---- Records provided
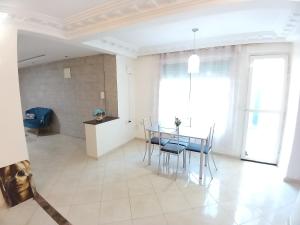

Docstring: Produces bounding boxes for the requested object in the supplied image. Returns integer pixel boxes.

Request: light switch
[126,65,133,75]
[64,68,71,79]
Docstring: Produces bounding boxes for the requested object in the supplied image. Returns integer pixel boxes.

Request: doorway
[241,55,289,165]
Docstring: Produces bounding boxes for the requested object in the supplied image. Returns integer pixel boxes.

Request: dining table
[146,124,212,180]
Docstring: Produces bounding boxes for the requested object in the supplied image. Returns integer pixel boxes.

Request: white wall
[111,55,137,144]
[286,98,300,181]
[285,42,300,181]
[281,42,300,179]
[135,55,160,139]
[0,24,29,206]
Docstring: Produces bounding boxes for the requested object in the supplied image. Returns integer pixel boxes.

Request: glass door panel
[242,55,288,164]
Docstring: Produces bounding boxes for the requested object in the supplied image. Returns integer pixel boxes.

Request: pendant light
[188,28,200,74]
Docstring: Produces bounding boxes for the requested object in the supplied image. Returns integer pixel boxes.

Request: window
[159,59,233,136]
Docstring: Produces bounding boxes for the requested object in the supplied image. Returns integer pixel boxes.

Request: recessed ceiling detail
[138,31,285,56]
[281,6,300,40]
[0,5,64,38]
[5,0,300,62]
[1,0,241,37]
[84,38,138,58]
[64,0,213,37]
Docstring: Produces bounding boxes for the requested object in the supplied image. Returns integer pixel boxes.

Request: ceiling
[0,0,108,18]
[2,0,299,66]
[18,31,100,68]
[88,6,292,55]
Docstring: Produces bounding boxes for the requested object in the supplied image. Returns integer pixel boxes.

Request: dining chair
[186,123,217,179]
[168,118,191,147]
[142,117,169,161]
[157,126,186,179]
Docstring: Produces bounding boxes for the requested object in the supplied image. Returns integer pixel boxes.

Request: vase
[96,115,103,121]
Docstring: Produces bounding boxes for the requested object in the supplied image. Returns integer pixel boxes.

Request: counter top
[83,116,119,125]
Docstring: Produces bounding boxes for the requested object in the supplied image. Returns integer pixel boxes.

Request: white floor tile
[99,199,132,224]
[0,134,298,225]
[130,194,163,218]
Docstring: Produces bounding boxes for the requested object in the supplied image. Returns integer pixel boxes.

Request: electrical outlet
[100,91,105,99]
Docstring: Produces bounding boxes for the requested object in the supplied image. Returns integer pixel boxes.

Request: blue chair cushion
[169,138,189,147]
[149,137,169,146]
[186,143,210,154]
[23,119,42,129]
[161,143,185,154]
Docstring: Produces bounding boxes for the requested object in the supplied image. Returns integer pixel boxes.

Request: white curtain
[158,46,239,152]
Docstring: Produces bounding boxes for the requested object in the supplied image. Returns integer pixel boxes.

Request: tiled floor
[0,134,299,225]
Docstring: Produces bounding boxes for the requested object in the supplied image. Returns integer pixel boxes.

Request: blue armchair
[23,107,53,130]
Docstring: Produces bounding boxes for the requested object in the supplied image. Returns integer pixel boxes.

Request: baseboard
[284,177,300,185]
[240,158,277,166]
[213,151,240,159]
[134,137,144,141]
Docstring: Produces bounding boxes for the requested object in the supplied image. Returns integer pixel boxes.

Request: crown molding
[281,5,300,41]
[83,37,138,58]
[1,1,299,58]
[137,32,287,56]
[1,0,239,39]
[2,0,299,40]
[0,4,65,38]
[63,0,240,38]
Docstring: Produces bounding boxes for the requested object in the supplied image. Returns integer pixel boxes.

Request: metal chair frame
[142,117,153,161]
[188,123,217,179]
[157,127,185,179]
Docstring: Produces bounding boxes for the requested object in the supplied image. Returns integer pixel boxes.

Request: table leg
[199,139,205,180]
[148,130,151,165]
[183,150,186,169]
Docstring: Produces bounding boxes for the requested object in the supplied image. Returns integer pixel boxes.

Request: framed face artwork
[0,160,36,207]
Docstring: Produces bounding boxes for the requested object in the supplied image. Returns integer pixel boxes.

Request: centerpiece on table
[174,117,181,131]
[93,108,105,121]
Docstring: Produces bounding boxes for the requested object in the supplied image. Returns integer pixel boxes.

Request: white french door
[241,55,288,165]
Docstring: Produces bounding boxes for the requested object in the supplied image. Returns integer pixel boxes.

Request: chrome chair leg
[158,150,162,175]
[183,150,186,169]
[182,152,185,170]
[207,155,213,180]
[167,153,170,174]
[142,142,148,161]
[150,144,155,158]
[211,153,218,171]
[188,151,191,164]
[205,155,208,167]
[175,154,179,179]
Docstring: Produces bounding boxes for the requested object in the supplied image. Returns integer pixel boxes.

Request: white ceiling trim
[2,0,300,59]
[64,0,239,37]
[137,31,287,56]
[83,38,138,58]
[0,4,65,38]
[0,0,242,38]
[281,6,300,39]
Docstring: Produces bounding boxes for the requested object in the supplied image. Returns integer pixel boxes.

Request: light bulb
[188,54,200,74]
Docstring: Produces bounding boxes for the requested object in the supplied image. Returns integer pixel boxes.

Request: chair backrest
[158,125,181,153]
[26,107,53,126]
[207,123,215,152]
[142,117,153,141]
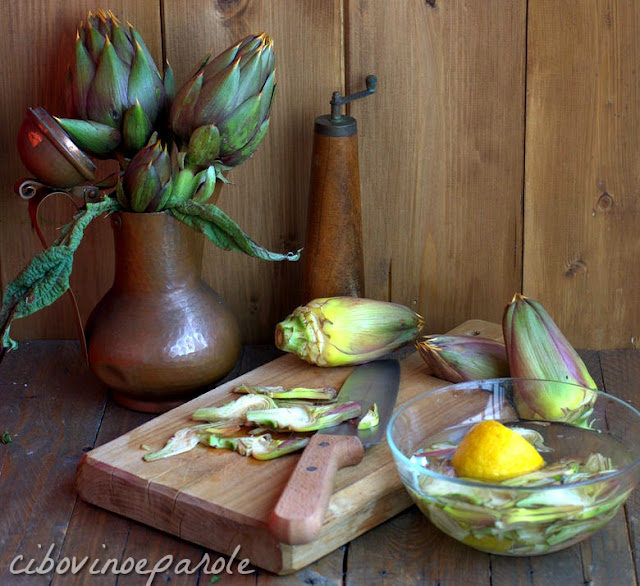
--------
The answer must consist of the entries above, reproduced word for word, without any pictures.

Docstring: Produces bounding boxes for the requested object in the supplied image. Returns integer pixel boxes.

Request: light switch
[126,65,133,75]
[64,68,71,79]
Docstring: Produces bounding boxes for the requested object in the supplied image. Returns integer pixel boxes.

Request: doorway
[241,55,289,165]
Docstring: Produces bounding boxes for the requested object in the supplied image. Returns integer pixel boxes.

Request: dining table
[146,124,212,180]
Docstring: Produces bounding boxes for the requested object in the supplied image. Returns integer pixel boxes.

Request: white wall
[111,55,137,144]
[286,98,300,181]
[285,42,300,181]
[281,42,300,179]
[135,55,160,139]
[0,24,29,206]
Docstring: Produces bounding boxes for the requested object in the supplied image. Returns integer pixel boxes.

Request: glass door panel
[242,55,288,164]
Docstring: Produces bounding boxes for the requested object in the supplied image. Returns integer pixel boxes.

Request: pendant light
[188,28,200,74]
Docstring: Produces bounding boxes for the requested object in the supplied image. Returns integer pixel boxes.

Request: window
[159,59,233,136]
Docstring: Produces bounding boxes for the requested object in the supplied image. Returns integer pixel boxes.

Request: recessed ceiling detail
[138,31,285,56]
[281,6,300,40]
[0,5,64,38]
[5,0,300,62]
[1,0,241,37]
[84,38,138,58]
[64,0,213,37]
Docstring: Produces bounding boxes for the requested object in the supplied image. Returns integer pixel boxes.

Request: ceiling
[0,0,108,18]
[2,0,299,66]
[18,31,100,68]
[88,6,292,55]
Docstring: Produces bounding boxes for the requested object in the supplied image. Returns integer pixel boxes.

Request: dining chair
[186,123,217,179]
[168,118,191,147]
[142,117,169,161]
[157,126,186,179]
Docstring: Produces bounding boxes for the requested object in the supplied image. Returns integer pixel boxes.

Request: vase
[96,115,103,121]
Docstring: Produces bounding boxes for the requested object in the supplied image. Returns integer pixel boxes.

Request: counter top
[83,116,119,125]
Docstring: Produces bounding boxes for the requested object in the supplied image. Returns integer pixel boxes.

Request: white floor tile
[99,199,132,224]
[0,134,298,225]
[130,194,163,218]
Docstring: Produces bounding boxes for the requested object in the supplied image. Returns integer pixel boxes.

Request: electrical outlet
[100,91,105,99]
Docstring: Produces bounding boxes for the requested object in the supplied image. Returns integer pixel boxes.

Request: blue chair cushion
[169,138,189,147]
[149,137,169,146]
[186,143,210,154]
[23,119,42,129]
[161,143,185,154]
Docstring: Produces bounding boxes for the requested object in the supplied image. Returns integer pixel boxes.

Request: white curtain
[158,46,239,152]
Docstring: Produces bounding boxes for the requested object in the supplied image. Returns integer pixel boxes.

Request: tiled floor
[0,134,299,225]
Docstring: Produces bounding boxes for the requested object in the supplied image. Returns integer pixel boxes.

Request: blue armchair
[23,107,53,130]
Docstring: Produces bounding boxes for the requested object in the supplied image. Returns integer pixel boxes.

Request: baseboard
[284,177,300,185]
[240,158,277,166]
[213,151,240,159]
[134,137,144,141]
Docstring: Produces bounding boxes for the requested object in the supplied image. Returns integer pixel boxes.

Request: crown molding
[281,5,300,41]
[83,37,138,58]
[1,1,299,58]
[137,32,287,56]
[1,0,239,39]
[2,0,299,40]
[0,4,65,38]
[63,0,240,38]
Docstring: Produces bounding boxes for the requested object in the supplied image. Returns integer pixel boxes.

Request: metal chair frame
[142,117,153,161]
[188,123,217,179]
[157,127,185,179]
Docstring: Produces bounding boxes for the requested object in the supplied image. Returns integer pixel boxes.

Request: table leg
[199,139,205,180]
[148,130,151,165]
[183,150,186,169]
Docstring: Produces bounding boxes for the requested object in the supplied image. Returns integer pixel boxes.

Request: framed face artwork
[0,160,36,207]
Docstring: Produces bounding boxes for the requested object in the supplied image. Returns integer pixel boxes.

Request: centerpiece on table
[174,117,181,131]
[93,108,105,121]
Docstring: Produces bounding boxes for the requested object in the supplied image. Returns integer pixel boxes.

Request: white french door
[241,55,288,165]
Docstring: Produces bounding boxes for the requested object in the supplied image. Returns integer pixel boxes.

Request: chrome chair leg
[158,150,162,175]
[183,150,186,169]
[182,152,185,170]
[207,155,213,180]
[167,153,170,174]
[142,142,148,161]
[150,144,155,158]
[211,153,218,171]
[188,151,191,164]
[205,155,208,167]
[175,154,179,179]
Docstring: Produces bounding boxes for the requested object in the supplied image. Returns integer pixel boxes.

Request: white ceiling trim
[2,0,300,59]
[64,0,239,37]
[137,31,287,56]
[83,38,138,58]
[0,4,65,38]
[0,0,242,38]
[281,6,300,39]
Docstring: Produces bounding boxes for the requested object in the supplied image. Returns integer pixel boxes.

Request: light bulb
[188,54,200,74]
Docstring: Produces bounding boxes for the requested object in the supplied image. Returns integer pixel boxes.

Request: chair backrest
[158,125,181,153]
[26,107,53,126]
[207,123,215,152]
[142,117,153,141]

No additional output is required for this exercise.